▸ **Given task**
From the rows below, extract every line that contains the word "foam".

(Source data)

:::

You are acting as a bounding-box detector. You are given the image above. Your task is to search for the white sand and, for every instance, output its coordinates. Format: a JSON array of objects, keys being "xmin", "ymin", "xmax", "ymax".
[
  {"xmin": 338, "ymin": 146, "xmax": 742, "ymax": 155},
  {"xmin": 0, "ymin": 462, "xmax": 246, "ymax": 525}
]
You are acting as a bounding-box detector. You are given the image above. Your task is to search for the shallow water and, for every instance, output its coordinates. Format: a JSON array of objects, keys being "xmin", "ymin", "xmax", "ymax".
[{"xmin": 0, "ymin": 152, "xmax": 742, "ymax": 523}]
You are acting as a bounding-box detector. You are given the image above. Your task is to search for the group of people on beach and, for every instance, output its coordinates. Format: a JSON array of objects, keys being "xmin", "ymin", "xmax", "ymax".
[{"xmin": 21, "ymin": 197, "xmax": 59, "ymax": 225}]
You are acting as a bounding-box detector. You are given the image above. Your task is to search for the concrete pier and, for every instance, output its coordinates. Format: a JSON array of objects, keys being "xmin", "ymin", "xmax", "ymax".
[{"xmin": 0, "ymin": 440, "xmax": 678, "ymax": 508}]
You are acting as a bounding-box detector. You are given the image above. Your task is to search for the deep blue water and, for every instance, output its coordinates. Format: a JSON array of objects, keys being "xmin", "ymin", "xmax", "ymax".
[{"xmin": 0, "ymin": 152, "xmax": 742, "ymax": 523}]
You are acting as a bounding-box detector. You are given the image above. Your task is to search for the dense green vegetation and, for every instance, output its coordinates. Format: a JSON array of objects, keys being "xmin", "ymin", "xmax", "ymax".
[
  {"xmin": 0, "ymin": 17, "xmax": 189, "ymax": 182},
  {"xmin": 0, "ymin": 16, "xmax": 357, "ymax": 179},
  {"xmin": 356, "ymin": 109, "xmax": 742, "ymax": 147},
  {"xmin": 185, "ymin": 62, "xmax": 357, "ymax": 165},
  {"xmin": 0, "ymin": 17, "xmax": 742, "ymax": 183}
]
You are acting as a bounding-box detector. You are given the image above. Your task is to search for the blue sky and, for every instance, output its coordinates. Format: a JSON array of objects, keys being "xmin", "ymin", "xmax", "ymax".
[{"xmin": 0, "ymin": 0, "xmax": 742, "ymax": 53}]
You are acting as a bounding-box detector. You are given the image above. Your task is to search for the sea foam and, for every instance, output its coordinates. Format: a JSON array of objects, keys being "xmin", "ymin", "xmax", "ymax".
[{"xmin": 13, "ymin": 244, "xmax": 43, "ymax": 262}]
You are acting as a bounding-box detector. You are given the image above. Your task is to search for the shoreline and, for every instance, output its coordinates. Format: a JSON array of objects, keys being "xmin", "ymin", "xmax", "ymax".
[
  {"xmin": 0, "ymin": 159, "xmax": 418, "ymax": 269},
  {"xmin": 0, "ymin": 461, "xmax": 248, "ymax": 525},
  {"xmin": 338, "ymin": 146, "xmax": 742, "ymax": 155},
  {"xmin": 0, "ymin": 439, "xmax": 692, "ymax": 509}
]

:::

▸ **Final result**
You are acting as a bounding-box detector. You are given the image above. Your task is to search for the sea foam and, for every instance, output its coordinates. Format: a JSON array of objects, keys being "xmin", "ymin", "xmax", "ymax".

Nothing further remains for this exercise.